* _ОТРЫВОК ТЕКСТА_:
►
По высокому своду неба ступающий,
Сам молочно-белый,
Светлый Аар-Тойон,
Создавая белый свет, -На ясном небе живущий...
[И.Д. Чагылган, архив ЯНЦ СО РАН, ф.4, оп.11]
Неоднократно встречающиеся заимствования, а также многочисленные исправления и примечания привели к тому, что чагылгановский текст оказался своего рода прообразом говоровского перевода в стилевом и лексикосемантическом плане. Конечно, отдельные моменты поэмы заменялись новым переводом, чтобы приблизить текст к собственной интерпретации. Если в варианте Говорова были необходимые строки, то И. Д. Чагылган просто вставлял готовый перевод, чем облегчал и сокращал для себя труд перевода. В тех же случаях, когда он переводил сам, он буквально следовал оригиналу либо заменял говоровский текст похожими вариантами.
В 1952 г. вышло Постановление бюро Якутского обкома ВКП (б), [7] согласно которому якутские писатели-классики (А. Е. Кулаковский, А. И. Софронов, Н. Д. Не-устроев) были названы буржуазными националистами, реакционистами. Поляризация оценочного осмысления этих писателей стимулировалась разным отношением к литературе. Спор шел не столько между литературоведами и историками, причастными к их наследию, сколько между творческой интеллигенцией и партийными деятелями.
В этом отношении весьма интересно возникновение подстрочного перевода В. Н. Семенова [8], выполненного с авторского текста 1924 г. по заказу ИЯЛИ ЯФ АН СССР с целью приложения его к материалам обсуждения книги Г. П. Башарина «Три якутских реалиста-просветителя» [9]. В их примечаниях было сказано, что приобретение данного подстрочника имеет определенное значение в изучении истории якутской литературы.
Согласно отзывам Н. П. Канаева и Г. М. Васильева [9], содержание произведения передано далее верно, нежели в других переводах. Однако не указано, каким образом текст подстрочника содержит идейно-тематическое разделение поэмы на следующие периоды: «после войны» (с 892 до 906 строки), «пролетарская (октябрьская) революция (с 907 до 930 строки), «гражданская война» (с 930 до 968 строки), «разруха» (с 969 до 1013 строки),
«обращение к большевистской партии» (с 1014 до 1048 строки), «переселение» (с 1049 до 1060 строки). Но поскольку в данном разделе мы не ставим цель анализировать историю всех имеющихся переводов поэмы (а только поэтические), ограничимся ее кратким обзором. Между тем следует отметить, что данный подстрочный перевод представляет собой более художественное с эстетической стороны воссоздание авторского текста на русский язык [10].
Следующий период в истории переводов поэмы является, пожалуй, самым знаменательным и сложным. В 1970-х гг. появляются: 1) поэтический перевод Е. С. Сидорова [11], выполненный из текста поэмы 1946 г.; 2) подстрочный перевод В. Н. Семенова, Г. М. Васильева [13], работавших по тексту 1924 года; 3) перевод С. А. Поделкова [14], для которого вместо подстрочного перевода послужил готовый перевод Е. С. Сидорова.
◄
* _КОРОТКАЯ ЗАДАЧА A_: Перепишите часть отрывка, заменив «оригиналу» на «подлиннику». Начните со слов «[И.Д. Чагылган, архив» и остановитесь после слов «текст похожими вариантами.».
* _КОРОТКАЯ ЗАДАЧА B_: Что, согласно отрывку, послужило С. А. Поделкову основой для перевода вместо подстрочного перевода?
Приведённые далее данные взяты из другого источника.

* _ИСХОДНЫЕ ДАННЫЕ_:
►
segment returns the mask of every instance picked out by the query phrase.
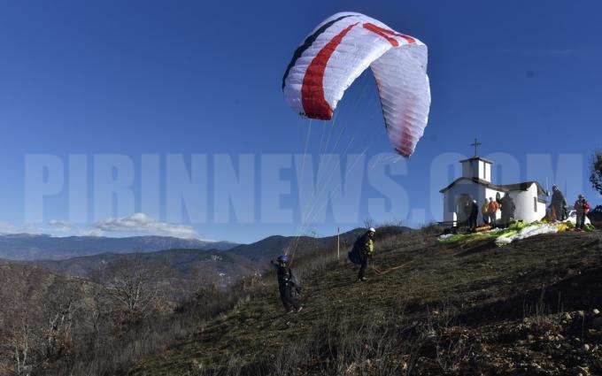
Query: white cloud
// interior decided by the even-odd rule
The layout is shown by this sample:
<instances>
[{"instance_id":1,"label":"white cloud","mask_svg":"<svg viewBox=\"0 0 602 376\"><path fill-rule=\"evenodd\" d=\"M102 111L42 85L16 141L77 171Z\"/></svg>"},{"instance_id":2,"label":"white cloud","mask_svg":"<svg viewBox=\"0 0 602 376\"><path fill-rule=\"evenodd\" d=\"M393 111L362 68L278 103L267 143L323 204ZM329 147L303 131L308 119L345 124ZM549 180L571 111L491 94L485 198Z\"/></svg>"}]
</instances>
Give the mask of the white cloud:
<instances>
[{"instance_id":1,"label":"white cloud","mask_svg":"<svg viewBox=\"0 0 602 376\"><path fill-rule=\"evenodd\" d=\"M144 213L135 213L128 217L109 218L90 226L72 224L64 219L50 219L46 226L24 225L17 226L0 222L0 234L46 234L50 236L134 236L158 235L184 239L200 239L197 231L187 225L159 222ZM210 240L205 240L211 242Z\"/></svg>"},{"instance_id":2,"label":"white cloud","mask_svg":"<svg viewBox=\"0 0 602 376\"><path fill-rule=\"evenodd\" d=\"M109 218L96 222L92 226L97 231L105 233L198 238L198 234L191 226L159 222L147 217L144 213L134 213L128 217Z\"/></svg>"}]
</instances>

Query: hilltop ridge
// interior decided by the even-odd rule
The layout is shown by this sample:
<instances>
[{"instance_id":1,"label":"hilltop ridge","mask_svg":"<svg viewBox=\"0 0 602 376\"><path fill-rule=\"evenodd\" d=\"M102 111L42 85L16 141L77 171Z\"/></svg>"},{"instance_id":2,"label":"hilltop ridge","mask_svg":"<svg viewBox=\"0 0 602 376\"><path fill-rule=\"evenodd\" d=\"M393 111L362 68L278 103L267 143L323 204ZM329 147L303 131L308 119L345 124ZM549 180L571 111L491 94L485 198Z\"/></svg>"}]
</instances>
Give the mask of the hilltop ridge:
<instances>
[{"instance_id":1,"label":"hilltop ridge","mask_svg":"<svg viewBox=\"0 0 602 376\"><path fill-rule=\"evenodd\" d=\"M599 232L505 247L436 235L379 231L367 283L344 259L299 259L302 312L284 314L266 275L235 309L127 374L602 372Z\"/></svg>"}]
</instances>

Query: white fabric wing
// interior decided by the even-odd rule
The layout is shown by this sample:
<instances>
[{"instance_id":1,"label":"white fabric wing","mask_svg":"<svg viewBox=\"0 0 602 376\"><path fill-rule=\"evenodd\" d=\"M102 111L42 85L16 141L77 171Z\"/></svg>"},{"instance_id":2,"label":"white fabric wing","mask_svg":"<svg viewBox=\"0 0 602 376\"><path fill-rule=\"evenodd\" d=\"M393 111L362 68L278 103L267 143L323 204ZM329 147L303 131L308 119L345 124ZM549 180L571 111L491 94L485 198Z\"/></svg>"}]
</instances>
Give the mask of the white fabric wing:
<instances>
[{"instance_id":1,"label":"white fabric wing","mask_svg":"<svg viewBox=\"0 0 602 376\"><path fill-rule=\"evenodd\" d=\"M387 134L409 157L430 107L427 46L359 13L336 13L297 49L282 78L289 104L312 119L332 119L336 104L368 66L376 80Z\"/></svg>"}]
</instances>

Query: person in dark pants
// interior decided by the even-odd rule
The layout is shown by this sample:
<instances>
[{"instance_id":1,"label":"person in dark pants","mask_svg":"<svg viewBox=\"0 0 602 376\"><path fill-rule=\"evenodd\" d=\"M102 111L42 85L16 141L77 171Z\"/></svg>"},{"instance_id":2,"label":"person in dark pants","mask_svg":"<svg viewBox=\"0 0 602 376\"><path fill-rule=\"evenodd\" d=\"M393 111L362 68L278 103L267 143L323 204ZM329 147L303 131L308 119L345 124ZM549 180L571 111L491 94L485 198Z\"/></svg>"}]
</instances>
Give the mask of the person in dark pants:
◄
►
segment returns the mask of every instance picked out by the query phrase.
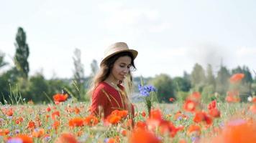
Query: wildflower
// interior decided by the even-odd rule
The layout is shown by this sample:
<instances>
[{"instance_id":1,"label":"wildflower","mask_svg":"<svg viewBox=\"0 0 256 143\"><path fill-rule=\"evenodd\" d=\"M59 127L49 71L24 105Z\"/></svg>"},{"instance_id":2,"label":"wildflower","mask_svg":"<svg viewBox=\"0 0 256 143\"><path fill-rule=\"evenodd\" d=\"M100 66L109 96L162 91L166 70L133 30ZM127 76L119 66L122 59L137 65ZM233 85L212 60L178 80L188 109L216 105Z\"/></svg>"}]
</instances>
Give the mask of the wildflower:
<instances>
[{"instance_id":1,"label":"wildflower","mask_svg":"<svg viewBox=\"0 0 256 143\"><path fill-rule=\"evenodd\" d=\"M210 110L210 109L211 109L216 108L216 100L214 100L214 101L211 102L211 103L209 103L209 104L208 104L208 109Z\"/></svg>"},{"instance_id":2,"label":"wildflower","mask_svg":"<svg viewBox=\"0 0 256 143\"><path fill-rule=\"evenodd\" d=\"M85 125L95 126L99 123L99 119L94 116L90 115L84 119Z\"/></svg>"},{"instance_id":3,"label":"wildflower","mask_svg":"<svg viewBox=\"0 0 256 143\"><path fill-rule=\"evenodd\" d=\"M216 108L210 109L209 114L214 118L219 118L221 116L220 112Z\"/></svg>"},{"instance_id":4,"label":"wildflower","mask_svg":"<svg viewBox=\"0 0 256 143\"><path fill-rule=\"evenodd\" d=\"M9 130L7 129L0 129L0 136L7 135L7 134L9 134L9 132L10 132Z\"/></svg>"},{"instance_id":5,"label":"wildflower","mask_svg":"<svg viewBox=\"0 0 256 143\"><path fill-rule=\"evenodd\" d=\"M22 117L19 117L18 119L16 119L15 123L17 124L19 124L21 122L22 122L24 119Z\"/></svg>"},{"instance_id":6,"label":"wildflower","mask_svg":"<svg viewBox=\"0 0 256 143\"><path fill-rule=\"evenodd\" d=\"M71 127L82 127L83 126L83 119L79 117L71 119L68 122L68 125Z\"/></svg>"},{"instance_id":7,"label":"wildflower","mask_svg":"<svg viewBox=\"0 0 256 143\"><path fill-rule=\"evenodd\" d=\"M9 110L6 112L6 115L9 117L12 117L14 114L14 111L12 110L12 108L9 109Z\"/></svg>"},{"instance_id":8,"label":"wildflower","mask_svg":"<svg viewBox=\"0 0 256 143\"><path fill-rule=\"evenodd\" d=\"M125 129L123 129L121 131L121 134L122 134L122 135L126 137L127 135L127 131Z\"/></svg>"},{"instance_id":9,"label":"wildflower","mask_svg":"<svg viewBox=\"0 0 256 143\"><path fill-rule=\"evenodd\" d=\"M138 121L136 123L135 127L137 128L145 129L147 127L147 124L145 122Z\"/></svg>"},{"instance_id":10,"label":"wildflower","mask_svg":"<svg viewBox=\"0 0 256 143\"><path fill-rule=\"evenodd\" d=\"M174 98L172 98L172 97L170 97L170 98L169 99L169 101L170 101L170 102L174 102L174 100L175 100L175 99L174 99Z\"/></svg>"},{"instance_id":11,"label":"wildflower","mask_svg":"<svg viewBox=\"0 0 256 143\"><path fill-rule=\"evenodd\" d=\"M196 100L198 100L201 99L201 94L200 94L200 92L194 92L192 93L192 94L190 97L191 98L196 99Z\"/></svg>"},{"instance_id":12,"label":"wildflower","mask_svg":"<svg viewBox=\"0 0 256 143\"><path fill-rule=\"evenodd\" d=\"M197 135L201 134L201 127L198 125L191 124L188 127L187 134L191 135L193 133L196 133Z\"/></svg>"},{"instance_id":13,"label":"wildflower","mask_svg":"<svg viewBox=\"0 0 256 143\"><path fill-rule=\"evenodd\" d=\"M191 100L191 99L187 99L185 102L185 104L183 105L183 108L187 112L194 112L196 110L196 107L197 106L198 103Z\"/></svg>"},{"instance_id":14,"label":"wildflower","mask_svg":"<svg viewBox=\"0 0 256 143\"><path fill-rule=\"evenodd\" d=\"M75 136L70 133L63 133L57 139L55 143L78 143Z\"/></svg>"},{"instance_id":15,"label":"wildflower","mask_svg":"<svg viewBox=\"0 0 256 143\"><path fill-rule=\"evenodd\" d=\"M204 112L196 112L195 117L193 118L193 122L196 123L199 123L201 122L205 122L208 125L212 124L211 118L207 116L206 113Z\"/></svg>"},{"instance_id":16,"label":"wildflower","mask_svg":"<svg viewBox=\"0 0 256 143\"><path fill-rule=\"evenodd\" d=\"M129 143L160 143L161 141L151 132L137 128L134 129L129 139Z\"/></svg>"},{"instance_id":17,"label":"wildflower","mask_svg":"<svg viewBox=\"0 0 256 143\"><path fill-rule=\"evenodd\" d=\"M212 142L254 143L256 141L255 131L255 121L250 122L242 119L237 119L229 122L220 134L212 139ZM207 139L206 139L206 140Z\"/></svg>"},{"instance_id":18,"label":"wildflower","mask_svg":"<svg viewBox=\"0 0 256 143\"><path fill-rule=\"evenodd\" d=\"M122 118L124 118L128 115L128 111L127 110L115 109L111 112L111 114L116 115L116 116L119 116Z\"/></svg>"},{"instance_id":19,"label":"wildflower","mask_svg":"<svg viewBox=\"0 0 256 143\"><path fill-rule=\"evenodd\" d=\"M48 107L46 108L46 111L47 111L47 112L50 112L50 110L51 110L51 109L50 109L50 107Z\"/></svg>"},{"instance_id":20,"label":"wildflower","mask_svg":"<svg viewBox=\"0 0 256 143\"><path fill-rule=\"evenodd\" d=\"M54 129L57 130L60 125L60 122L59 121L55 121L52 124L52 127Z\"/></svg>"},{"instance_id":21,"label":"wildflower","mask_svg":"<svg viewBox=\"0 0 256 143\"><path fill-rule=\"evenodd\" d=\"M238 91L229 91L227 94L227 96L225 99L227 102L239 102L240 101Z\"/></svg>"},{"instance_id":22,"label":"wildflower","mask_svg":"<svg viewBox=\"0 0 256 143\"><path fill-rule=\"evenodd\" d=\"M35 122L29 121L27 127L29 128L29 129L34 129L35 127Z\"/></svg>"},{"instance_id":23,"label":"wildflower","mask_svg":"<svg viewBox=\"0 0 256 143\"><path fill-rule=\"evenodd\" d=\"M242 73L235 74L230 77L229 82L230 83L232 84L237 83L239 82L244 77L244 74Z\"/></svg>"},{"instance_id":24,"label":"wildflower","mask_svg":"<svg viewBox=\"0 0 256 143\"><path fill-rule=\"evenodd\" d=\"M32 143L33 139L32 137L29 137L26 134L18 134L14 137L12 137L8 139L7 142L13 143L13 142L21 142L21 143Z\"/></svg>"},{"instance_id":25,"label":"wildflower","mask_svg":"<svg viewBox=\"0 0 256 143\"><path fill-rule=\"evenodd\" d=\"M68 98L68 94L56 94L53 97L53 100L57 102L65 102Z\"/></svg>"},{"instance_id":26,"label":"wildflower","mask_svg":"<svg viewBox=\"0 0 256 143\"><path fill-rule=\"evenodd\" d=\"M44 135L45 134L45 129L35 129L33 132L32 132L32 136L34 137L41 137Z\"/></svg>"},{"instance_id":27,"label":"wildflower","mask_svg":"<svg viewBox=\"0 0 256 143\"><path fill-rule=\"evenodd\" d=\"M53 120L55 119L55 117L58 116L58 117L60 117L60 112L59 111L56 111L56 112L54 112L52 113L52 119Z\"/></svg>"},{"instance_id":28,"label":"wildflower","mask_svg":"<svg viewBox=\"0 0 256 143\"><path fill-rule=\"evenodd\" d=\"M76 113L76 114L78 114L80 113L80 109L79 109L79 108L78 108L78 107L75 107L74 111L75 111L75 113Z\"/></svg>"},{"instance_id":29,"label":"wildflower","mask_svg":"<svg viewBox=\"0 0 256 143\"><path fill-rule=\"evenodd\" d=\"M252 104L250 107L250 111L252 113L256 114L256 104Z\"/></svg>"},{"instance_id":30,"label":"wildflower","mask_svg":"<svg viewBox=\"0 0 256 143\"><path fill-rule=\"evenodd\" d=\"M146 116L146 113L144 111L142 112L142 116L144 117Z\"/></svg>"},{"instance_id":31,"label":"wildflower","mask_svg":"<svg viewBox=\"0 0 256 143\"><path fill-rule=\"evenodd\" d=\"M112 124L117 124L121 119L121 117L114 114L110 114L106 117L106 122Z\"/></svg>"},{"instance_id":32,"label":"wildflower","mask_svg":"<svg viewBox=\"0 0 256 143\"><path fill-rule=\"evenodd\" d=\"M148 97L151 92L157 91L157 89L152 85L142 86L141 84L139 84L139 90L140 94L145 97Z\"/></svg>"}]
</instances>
◄
* _ПРАВИЛЬНЫЙ ОТВЕТ A_:
[И.Д. Чагылган, архив ЯНЦ СО РАН, ф.4, оп.11]
Неоднократно встречающиеся заимствования, а также многочисленные исправления и примечания привели к тому, что чагылгановский текст оказался своего рода прообразом говоровского перевода в стилевом и лексикосемантическом плане. Конечно, отдельные моменты поэмы заменялись новым переводом, чтобы приблизить текст к собственной интерпретации. Если в варианте Говорова были необходимые строки, то И. Д. Чагылган просто вставлял готовый перевод, чем облегчал и сокращал для себя труд перевода. В тех же случаях, когда он переводил сам, он буквально следовал подлиннику либо заменял говоровский текст похожими вариантами.

* _ПРАВИЛЬНЫЙ ОТВЕТ B_: Готовый перевод Е. С. Сидорова.